See Scott L. Dennison, Valuing Retirement Benefits in Divorce, Wis. Lawyer, June 2012, at 10–11 (“Lawyers who work on divorces that involve QDROs have been magnets for malpractice suits, because a poorly designed QDRO can be a real disaster.”).
II
¶ 66 Johnson's inaction over a 20–year period is significant because of Wis. Stat. § 893.40, the 20–year statute of repose. The statute provides, in part, that “action upon a judgment or decree of a court of record of any state or of the United States shall be commenced within 20 years after the judgment or decree is entered or be barred.” Wis. Stat. § 893.40 (emphasis added).
¶ 67 The history and purpose of Wis. Stat. § 893.40 deserve discussion. The court also should discuss Johnson's attempt to get around the statute by arguing that her effort to secure a QDRO was not “an action upon a judgment.”
¶ 68 Wisconsin Stat. § 893.40 became law in 1980. See 1979 Wis. Act 323. It combined and modified the provisions of two repealed statutes, Wis. Stat. §§ 893.16(1) and 893.18(1). The former statute had provided a 20–year statute of limitations: “Within 20 years. Within 20 years: (1) An action upon a judgment or decree of any court of record of this state or of the United States sitting within this state.” Wis. Stat. § 893.16(1) (1977–78).
¶ 69 The latter statute had only a 10–year statute of limitations: “Within 10 years. Within 10 years: (1) An action upon a judgment or decree of any court of record of any other state or territory of the United States or of any court of the United States sitting without this state.” Wis. Stat. § 893.18(1) (1977–78).

* [Set exercise 1]
Answer these questions on the statute-of-repose excerpt:
(a) In what year did Wis. Stat. § 893.40 become law?
(b) Which two repealed statutes did it combine and modify?
(c) What limitations period did Wis. Stat. § 893.18(1) provide?
* [Set exercise 2] Update the statute-of-repose excerpt by reproducing it, beginning at the words "See Scott L." and stopping after "893.40 (emphasis added).", with "statute of repose" replaced by "period of repose".
The material is not required for the work that accompanies this text.

* [Information shown]

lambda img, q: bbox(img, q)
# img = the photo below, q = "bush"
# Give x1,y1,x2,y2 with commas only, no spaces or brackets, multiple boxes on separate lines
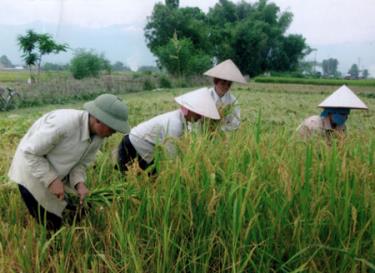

* [Task solution 1]
(a) 1980.
(b) Wis. Stat. §§ 893.16(1) and 893.18(1).
(c) A 10-year statute of limitations.

* [Task solution 2]
See Scott L. Dennison, Valuing Retirement Benefits in Divorce, Wis. Lawyer, June 2012, at 10–11 (“Lawyers who work on divorces that involve QDROs have been magnets for malpractice suits, because a poorly designed QDRO can be a real disaster.”).
II
¶ 66 Johnson's inaction over a 20–year period is significant because of Wis. Stat. § 893.40, the 20–year period of repose. The statute provides, in part, that “action upon a judgment or decree of a court of record of any state or of the United States shall be commenced within 20 years after the judgment or decree is entered or be barred.” Wis. Stat. § 893.40 (emphasis added).